## 任务要求
请把所给文段中从“Trinity是由Broad Institute 和Hebrew”起一直到“区分从旁系基因衍生的转录本。”为止的全部内容原样抄录下来。

## 所给文段
4 转录本拼接[Assemble]
方法[Method]
使用Trimmomatic(v0.39)过滤低质量reads。用Trinity(v2.8.5)软件基于过滤后的read是进行转录本的拼接。
Trimmomatic (v0.39) was used to filter low quality reads. Trinity (v2.8.5) software was used to assemble the transcripts based on the filtered reads.
Trinity是由Broad Institute 和Hebrew University of Jerusalem开发的转录组de novo组装软件,由三个独立的软件模块组成:Inchworm Chrysalis和Butterfly,三个软件依次处理大规模RNA-seq的reads数据,得到拼接转录本。
Trinity将序列数据划分成许多个独立的de Bruijn图,每个图代表给定基因或位点的转录复杂性,然后独立处理每个图以提取全长剪接同工型,并梳理区分从旁系基因衍生的转录本。

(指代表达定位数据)

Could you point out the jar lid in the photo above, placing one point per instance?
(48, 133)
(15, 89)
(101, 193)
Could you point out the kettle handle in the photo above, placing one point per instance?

## 你的解答
Trinity是由Broad Institute 和Hebrew University of Jerusalem开发的转录组de novo组装软件,由三个独立的软件模块组成:Inchworm Chrysalis和Butterfly,三个软件依次处理大规模RNA-seq的reads数据,得到拼接转录本。
Trinity将序列数据划分成许多个独立的de Bruijn图,每个图代表给定基因或位点的转录复杂性,然后独立处理每个图以提取全长剪接同工型,并梳理区分从旁系基因衍生的转录本。